**** Task material ****

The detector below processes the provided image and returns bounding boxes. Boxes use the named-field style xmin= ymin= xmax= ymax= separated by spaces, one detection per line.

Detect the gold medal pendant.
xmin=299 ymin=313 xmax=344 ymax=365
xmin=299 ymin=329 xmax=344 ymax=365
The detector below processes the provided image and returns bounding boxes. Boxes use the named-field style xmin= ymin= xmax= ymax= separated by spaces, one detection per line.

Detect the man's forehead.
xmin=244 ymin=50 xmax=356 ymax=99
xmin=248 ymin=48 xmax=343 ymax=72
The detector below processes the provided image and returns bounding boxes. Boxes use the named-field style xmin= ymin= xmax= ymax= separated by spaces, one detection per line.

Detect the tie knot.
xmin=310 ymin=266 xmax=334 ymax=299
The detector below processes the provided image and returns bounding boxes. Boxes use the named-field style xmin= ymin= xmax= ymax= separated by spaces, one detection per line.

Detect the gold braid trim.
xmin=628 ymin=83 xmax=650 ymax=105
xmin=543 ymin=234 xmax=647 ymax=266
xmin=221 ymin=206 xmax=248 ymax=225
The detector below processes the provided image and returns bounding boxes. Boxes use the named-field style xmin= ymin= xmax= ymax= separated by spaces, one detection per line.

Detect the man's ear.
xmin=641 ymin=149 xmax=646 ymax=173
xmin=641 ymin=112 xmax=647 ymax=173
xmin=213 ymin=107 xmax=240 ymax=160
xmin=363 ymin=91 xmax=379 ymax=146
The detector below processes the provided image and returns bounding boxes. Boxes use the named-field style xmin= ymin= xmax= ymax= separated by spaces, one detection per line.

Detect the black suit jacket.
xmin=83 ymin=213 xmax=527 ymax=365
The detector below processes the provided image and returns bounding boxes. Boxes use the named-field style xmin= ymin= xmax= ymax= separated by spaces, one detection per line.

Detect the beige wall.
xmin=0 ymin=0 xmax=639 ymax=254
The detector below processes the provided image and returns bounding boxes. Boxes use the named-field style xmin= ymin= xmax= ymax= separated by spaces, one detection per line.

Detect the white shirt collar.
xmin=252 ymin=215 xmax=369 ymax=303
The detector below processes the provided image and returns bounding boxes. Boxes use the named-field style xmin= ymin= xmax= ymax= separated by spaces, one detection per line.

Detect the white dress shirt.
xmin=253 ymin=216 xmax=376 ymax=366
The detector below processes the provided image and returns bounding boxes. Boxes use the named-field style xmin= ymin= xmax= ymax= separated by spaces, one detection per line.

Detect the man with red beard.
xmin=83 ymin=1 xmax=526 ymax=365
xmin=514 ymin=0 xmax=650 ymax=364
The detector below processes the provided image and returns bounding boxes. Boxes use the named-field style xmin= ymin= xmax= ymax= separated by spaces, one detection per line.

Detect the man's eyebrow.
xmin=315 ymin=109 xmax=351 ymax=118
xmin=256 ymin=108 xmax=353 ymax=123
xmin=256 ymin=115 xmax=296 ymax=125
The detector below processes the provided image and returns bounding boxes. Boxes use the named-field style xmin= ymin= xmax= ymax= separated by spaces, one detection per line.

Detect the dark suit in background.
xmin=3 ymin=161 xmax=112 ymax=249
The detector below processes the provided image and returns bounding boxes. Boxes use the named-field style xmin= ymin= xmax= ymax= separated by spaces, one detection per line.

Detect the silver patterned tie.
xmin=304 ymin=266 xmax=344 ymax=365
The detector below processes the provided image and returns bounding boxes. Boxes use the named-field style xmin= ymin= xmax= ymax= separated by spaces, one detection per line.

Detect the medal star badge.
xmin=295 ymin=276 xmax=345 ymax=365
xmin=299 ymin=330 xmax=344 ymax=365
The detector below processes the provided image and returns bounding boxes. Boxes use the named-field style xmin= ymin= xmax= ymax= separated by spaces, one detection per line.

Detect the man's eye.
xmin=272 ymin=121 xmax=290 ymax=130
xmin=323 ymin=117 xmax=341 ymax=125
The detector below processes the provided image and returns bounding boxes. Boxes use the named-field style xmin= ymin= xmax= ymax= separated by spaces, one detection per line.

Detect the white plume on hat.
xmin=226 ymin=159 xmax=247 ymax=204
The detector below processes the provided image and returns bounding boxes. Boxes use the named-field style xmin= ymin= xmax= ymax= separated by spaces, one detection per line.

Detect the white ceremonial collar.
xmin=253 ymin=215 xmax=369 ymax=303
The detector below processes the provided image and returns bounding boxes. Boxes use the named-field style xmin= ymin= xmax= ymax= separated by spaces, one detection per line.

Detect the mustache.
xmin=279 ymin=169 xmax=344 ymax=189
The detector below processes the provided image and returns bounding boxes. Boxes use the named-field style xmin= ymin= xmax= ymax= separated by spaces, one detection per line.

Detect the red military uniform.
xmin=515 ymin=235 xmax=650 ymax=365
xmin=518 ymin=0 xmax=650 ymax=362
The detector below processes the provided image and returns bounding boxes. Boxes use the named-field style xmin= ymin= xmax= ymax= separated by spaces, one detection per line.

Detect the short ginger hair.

****

* **Instructions to follow**
With nothing left out, copy every record exactly.

* **Exercise result**
The detector below processes the provided image and returns bounding boxes. Boxes use the named-field style xmin= ymin= xmax= ymax= separated by spaces, one detection per line.

Detect the gold medal pendant.
xmin=299 ymin=313 xmax=344 ymax=365
xmin=299 ymin=329 xmax=344 ymax=365
The detector below processes the provided image and returns bounding boxes. Boxes use the named-field style xmin= ymin= xmax= ymax= separated by spaces, one detection per line.

Detect the man's forehead.
xmin=244 ymin=50 xmax=356 ymax=99
xmin=248 ymin=48 xmax=343 ymax=72
The detector below processes the provided image and returns bounding boxes. Boxes use the named-field style xmin= ymin= xmax= ymax= separated by spaces, one detection per line.

Detect the tie knot.
xmin=310 ymin=266 xmax=334 ymax=299
The detector below processes the provided image and returns bounding boxes. Boxes use the named-field style xmin= ymin= xmax= ymax= separated by spaces, one detection per line.

Detect the gold braid trim.
xmin=628 ymin=83 xmax=650 ymax=105
xmin=543 ymin=234 xmax=647 ymax=266
xmin=221 ymin=206 xmax=248 ymax=225
The detector below processes the provided image and returns bounding boxes. Boxes use the named-field style xmin= ymin= xmax= ymax= separated by spaces, one detection per line.

Detect the man's ear.
xmin=641 ymin=149 xmax=646 ymax=173
xmin=641 ymin=112 xmax=647 ymax=173
xmin=213 ymin=107 xmax=240 ymax=160
xmin=363 ymin=91 xmax=379 ymax=146
The detector below processes the provided image and returns bounding boxes. Boxes use the named-field style xmin= ymin= xmax= ymax= separated by spaces, one detection per line.

Detect the black suit jacket.
xmin=83 ymin=213 xmax=527 ymax=365
The detector below processes the provided image and returns bounding boxes. Boxes use the named-field style xmin= ymin= xmax= ymax= separated by spaces, one detection per line.

Detect the beige wall.
xmin=0 ymin=0 xmax=639 ymax=254
The detector below processes the provided image and returns bounding boxes. Boxes use the named-field style xmin= ymin= xmax= ymax= separated by spaces, one detection per line.

Detect the white shirt collar.
xmin=252 ymin=215 xmax=369 ymax=303
The detector below processes the provided image and returns bounding boxes. Boxes use the named-field style xmin= ymin= xmax= ymax= separated by spaces, one detection per line.

Detect the white dress shirt.
xmin=253 ymin=216 xmax=376 ymax=366
The detector below processes the provided image and returns bounding boxes. Boxes use the named-field style xmin= ymin= xmax= ymax= separated by spaces, one detection per line.

Detect the man with red beard.
xmin=83 ymin=1 xmax=526 ymax=365
xmin=514 ymin=0 xmax=650 ymax=364
The detector below processes the provided image and returns bounding boxes. Boxes use the named-field style xmin= ymin= xmax= ymax= separated by spaces, one detection per line.

Detect the man's eyebrow.
xmin=315 ymin=109 xmax=351 ymax=118
xmin=256 ymin=108 xmax=353 ymax=123
xmin=256 ymin=115 xmax=296 ymax=125
The detector below processes the provided image and returns bounding boxes. Boxes use the named-field style xmin= ymin= xmax= ymax= separated by spaces, one detection per line.

Detect the dark suit in background.
xmin=3 ymin=161 xmax=112 ymax=249
The detector below processes the provided image and returns bounding boxes. Boxes use the named-field style xmin= ymin= xmax= ymax= separated by spaces, one detection per line.

Detect the silver patterned tie.
xmin=304 ymin=266 xmax=344 ymax=365
The detector below processes the provided image and returns bounding boxes. Boxes use the named-field style xmin= ymin= xmax= ymax= separated by spaces, one detection per line.

Detect the medal star badge.
xmin=295 ymin=276 xmax=345 ymax=365
xmin=299 ymin=330 xmax=344 ymax=365
The detector below processes the provided image and returns bounding boxes. Boxes use the named-field style xmin= ymin= xmax= ymax= separated by spaces, one detection per line.

Detect the man's eye.
xmin=272 ymin=121 xmax=290 ymax=130
xmin=323 ymin=117 xmax=341 ymax=125
The detector below processes the provided image and returns bounding boxes. Boxes use the named-field style xmin= ymin= xmax= ymax= separated by spaces, one detection per line.

Detect the white plume on hat.
xmin=226 ymin=159 xmax=247 ymax=204
The detector below processes the provided image and returns bounding boxes. Boxes use the named-field style xmin= ymin= xmax= ymax= separated by spaces, one detection per line.

Detect the white ceremonial collar.
xmin=253 ymin=215 xmax=369 ymax=303
The detector below processes the provided image and returns bounding boxes. Boxes use the named-field style xmin= ymin= xmax= ymax= separated by spaces, one detection per line.

Detect the mustache.
xmin=279 ymin=169 xmax=344 ymax=189
The detector below processes the provided image and returns bounding boxes. Boxes use the named-field style xmin= ymin= xmax= ymax= separated by spaces, one detection per line.

Detect the red military uniform.
xmin=515 ymin=235 xmax=650 ymax=365
xmin=518 ymin=0 xmax=650 ymax=362
The detector below processes the provided image and returns bounding boxes. Boxes use the named-field style xmin= ymin= xmax= ymax= separated by spaces, one detection per line.

Detect the short ginger hair.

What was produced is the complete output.